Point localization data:

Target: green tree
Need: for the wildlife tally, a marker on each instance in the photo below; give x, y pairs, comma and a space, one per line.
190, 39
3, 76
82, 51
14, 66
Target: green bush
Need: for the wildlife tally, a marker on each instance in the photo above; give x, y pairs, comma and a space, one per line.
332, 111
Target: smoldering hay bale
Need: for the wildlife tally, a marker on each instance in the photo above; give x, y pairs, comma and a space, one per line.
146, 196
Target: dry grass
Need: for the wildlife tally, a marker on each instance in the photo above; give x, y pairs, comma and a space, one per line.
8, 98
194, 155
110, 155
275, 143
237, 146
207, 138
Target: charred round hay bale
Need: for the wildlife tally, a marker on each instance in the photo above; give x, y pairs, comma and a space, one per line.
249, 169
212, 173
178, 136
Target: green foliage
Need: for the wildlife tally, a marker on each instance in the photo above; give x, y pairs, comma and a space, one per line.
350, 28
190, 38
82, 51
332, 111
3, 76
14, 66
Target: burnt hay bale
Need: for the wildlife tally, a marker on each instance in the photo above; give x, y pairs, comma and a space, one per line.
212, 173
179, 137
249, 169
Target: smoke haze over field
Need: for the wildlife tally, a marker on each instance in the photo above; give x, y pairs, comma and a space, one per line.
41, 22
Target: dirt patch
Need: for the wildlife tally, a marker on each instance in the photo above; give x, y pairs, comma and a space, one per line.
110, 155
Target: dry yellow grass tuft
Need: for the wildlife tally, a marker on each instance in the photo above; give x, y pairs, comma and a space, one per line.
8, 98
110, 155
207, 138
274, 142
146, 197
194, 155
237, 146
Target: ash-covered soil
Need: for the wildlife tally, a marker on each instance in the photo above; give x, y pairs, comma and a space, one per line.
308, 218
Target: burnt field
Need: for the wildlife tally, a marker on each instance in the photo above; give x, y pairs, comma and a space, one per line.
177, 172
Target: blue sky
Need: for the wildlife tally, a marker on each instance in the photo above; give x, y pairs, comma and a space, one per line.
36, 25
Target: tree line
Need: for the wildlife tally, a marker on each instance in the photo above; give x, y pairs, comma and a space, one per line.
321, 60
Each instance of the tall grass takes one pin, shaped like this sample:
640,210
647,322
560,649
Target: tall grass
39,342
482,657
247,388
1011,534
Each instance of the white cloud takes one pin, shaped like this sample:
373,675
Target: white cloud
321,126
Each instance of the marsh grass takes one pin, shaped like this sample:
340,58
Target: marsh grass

Task goal:
Lines after the one containing "Target: green bush" are left out; every line from the start of the entries through that line is restated word for word.

Answer to the problem:
Target: green tree
Need: for the wildlife tally, a marker on each instance in the photo below; give x, y pairs, comma and a space, one per line.
190, 39
3, 76
82, 51
14, 66
Target: green bush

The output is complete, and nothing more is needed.